» Exercise details:
Write out, word for word, only the lines from the one containing "Target: red locomotive" through the final line of the data.

_ _ _ _ _ _ _

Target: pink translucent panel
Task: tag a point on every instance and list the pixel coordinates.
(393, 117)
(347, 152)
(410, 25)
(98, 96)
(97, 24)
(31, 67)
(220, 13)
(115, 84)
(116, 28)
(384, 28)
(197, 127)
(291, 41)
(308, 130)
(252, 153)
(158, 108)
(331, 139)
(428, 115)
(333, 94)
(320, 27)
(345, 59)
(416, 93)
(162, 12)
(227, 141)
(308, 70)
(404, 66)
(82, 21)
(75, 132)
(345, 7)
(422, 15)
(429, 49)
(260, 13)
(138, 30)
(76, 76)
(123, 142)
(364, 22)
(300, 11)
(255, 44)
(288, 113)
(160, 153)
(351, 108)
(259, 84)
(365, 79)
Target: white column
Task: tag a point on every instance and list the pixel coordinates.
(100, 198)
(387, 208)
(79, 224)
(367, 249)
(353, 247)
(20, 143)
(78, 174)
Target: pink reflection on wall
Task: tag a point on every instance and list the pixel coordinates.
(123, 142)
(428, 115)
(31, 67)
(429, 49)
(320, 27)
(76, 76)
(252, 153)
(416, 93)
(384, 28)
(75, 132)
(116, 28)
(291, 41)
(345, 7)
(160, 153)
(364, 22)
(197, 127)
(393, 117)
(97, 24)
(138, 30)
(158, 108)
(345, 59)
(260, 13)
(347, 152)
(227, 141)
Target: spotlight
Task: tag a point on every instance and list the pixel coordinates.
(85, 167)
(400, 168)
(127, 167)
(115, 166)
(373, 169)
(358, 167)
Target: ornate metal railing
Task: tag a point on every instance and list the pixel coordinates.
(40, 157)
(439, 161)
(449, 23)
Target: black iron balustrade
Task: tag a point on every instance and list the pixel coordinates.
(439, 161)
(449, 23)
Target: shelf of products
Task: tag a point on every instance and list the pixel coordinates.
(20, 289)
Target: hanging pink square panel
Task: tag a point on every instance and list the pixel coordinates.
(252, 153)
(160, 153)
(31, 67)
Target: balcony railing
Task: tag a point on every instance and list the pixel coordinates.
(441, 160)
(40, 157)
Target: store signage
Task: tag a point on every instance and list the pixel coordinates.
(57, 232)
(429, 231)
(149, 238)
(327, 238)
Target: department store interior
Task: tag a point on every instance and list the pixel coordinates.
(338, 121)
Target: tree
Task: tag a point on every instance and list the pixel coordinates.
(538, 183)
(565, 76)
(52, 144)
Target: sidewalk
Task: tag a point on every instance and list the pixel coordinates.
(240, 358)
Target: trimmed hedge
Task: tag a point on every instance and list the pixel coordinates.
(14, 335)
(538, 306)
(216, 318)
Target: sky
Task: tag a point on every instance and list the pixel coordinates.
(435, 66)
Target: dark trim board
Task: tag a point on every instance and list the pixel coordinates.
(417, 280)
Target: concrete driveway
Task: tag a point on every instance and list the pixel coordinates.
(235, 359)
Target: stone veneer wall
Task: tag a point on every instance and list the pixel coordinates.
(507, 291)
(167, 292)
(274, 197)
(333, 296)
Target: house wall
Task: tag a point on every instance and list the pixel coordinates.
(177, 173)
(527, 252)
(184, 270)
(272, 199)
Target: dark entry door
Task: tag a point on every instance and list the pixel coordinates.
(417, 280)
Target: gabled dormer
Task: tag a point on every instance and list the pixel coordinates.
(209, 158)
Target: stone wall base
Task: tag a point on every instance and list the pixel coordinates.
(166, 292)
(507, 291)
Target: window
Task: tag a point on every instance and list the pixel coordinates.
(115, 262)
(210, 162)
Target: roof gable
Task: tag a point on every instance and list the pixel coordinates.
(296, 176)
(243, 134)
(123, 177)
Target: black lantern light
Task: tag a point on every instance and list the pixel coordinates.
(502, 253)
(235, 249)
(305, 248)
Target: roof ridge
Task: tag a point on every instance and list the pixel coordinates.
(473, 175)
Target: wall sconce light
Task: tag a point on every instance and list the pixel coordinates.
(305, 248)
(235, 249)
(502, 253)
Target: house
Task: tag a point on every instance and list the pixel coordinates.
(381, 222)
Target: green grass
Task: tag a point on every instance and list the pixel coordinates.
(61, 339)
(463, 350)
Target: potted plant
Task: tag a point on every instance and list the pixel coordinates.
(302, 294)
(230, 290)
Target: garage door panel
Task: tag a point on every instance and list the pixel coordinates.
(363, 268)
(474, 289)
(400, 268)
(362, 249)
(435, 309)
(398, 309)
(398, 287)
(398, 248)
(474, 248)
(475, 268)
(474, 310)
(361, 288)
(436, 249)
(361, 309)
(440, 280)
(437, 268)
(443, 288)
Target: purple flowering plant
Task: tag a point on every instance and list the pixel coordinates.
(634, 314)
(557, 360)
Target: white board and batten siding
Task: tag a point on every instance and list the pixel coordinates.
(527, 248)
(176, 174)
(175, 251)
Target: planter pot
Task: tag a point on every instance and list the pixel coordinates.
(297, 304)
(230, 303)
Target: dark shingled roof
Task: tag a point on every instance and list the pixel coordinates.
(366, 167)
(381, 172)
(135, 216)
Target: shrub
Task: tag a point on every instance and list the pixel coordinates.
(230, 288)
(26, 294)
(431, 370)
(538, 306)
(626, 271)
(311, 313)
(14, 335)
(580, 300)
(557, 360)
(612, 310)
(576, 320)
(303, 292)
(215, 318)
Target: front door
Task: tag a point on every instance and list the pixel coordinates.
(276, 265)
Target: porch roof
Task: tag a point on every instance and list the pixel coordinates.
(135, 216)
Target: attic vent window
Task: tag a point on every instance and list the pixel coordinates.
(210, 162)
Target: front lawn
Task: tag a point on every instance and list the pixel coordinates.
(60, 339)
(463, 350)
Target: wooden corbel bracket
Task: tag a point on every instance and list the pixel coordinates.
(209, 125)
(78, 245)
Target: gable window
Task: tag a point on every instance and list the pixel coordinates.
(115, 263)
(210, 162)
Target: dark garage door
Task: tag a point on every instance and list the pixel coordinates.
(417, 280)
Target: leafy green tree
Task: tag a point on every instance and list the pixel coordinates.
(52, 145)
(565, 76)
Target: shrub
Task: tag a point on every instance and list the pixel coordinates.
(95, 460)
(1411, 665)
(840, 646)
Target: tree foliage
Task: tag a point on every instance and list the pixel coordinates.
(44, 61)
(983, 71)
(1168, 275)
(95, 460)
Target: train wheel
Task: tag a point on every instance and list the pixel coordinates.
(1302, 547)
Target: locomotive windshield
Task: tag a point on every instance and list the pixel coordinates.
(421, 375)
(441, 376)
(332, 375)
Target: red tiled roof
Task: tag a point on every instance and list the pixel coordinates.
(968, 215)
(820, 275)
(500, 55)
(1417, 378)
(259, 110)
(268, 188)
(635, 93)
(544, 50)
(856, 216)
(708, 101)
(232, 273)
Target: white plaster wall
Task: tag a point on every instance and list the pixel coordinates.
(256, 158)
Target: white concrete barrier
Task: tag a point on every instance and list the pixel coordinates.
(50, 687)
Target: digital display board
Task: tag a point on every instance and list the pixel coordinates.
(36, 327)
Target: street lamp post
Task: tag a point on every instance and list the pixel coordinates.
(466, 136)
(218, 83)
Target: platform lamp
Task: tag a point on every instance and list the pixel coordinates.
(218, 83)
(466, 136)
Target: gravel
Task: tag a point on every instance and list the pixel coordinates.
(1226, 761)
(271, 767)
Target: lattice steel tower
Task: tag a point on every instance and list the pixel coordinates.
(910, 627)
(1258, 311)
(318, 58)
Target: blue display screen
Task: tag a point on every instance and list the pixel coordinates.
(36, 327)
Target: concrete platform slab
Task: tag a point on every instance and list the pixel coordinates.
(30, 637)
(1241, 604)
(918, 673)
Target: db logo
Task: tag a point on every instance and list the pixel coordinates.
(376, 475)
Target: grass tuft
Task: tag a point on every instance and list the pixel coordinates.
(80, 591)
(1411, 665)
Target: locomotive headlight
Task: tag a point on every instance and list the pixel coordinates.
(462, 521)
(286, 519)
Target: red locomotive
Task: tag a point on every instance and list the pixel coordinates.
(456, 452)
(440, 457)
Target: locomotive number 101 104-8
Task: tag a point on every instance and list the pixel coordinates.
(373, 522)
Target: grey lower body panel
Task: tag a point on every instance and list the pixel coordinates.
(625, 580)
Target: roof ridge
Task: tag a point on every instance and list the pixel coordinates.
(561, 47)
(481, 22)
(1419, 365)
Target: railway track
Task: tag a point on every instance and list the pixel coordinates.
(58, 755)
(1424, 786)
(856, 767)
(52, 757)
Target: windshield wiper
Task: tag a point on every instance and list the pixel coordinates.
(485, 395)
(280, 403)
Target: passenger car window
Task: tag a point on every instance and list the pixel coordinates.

_ _ _ _ _ _ _

» The output:
Target: red locomotive
Task: tag a point on every instance and list the pixel coordinates.
(456, 452)
(440, 457)
Target: locomotive number 101 104-8
Task: tag a point on every instance and list the pixel coordinates.
(373, 522)
Target: grey lower body panel
Task: tag a point on every instance and list the pixel coordinates.
(625, 580)
Target: roof ridge
Task: tag a point on every instance and list the pixel coordinates.
(561, 47)
(481, 22)
(1419, 365)
Target: railway track
Task: tag a point on every instance and list the pixel coordinates.
(58, 755)
(1424, 786)
(856, 767)
(52, 757)
Target: windshield wiper
Task: tag a point on every instance and list the pixel coordinates.
(485, 395)
(280, 403)
Target: passenger car window
Task: tag a point on every instance and list the pixel coordinates.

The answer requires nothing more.